EXCERPTED PASSAGE
****************

Larry Wall wrote:
Presumably

    $obj does (A,B,C)

could also be made to work even with non-associative does.

Right.

Note that you _do_ want to be able to do something to the effect of
ordered composition in a single statement, though:

   role A {
       ...
       method m { ... }
   }

   $x does A;

A.m will override $x.m - assuming that $x.m exists at all.  As such,
you end up with an anonymous class with an undefined method - a
distinct no-no.

Maybe what you need to say is that "$x does ..." is a macro that
treats what follows as part of an anonymous class definition.  So

   $x does A does B { method m { doit } }
           ^^^^^^^^^^^^^^^^^^^^^^^^^^^^^^
would be equivalent to something like

   $x.WHAT := class is $x.WHAT does A does B { method m { doit } }
                                    ^^^^^^^^^^^^^^^^^^^^^^^^^^^^^^
You'd need to have the macro work some magic involving curly-braces
and terminating semicolons, so that

   $x does A;
   doit;
   ...

****************

OBJECTIVES
**1.** In the mailing-list reply on role composition, what does the writer suggest "$x does ..." might be?
**2.** Do these statements agree with the mailing-list reply on role composition? Answer yes or no for each and quote the words that decide it. (a) The writer agrees that "$obj does (A,B,C)" could work even with non-associative does. (b) The writer says $x.m will override A.m. (c) The writer considers an anonymous class with an undefined method acceptable.

STORED DATA
****************

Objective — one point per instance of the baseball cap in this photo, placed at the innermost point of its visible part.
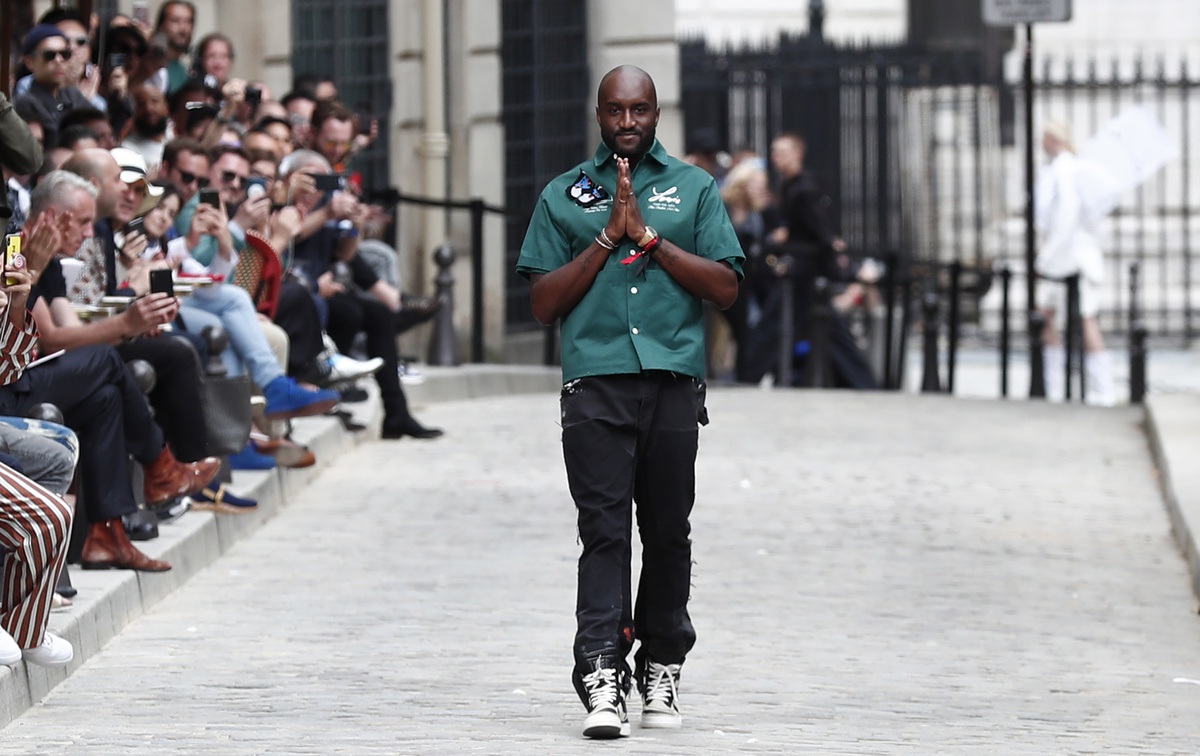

****************

RESULTS FOR EACH TASK
**1.** A macro that treats what follows as part of an anonymous class definition.

**2.**
(a) Yes: "Right."
(b) No: "A.m will override $x.m"
(c) No: "a distinct no-no."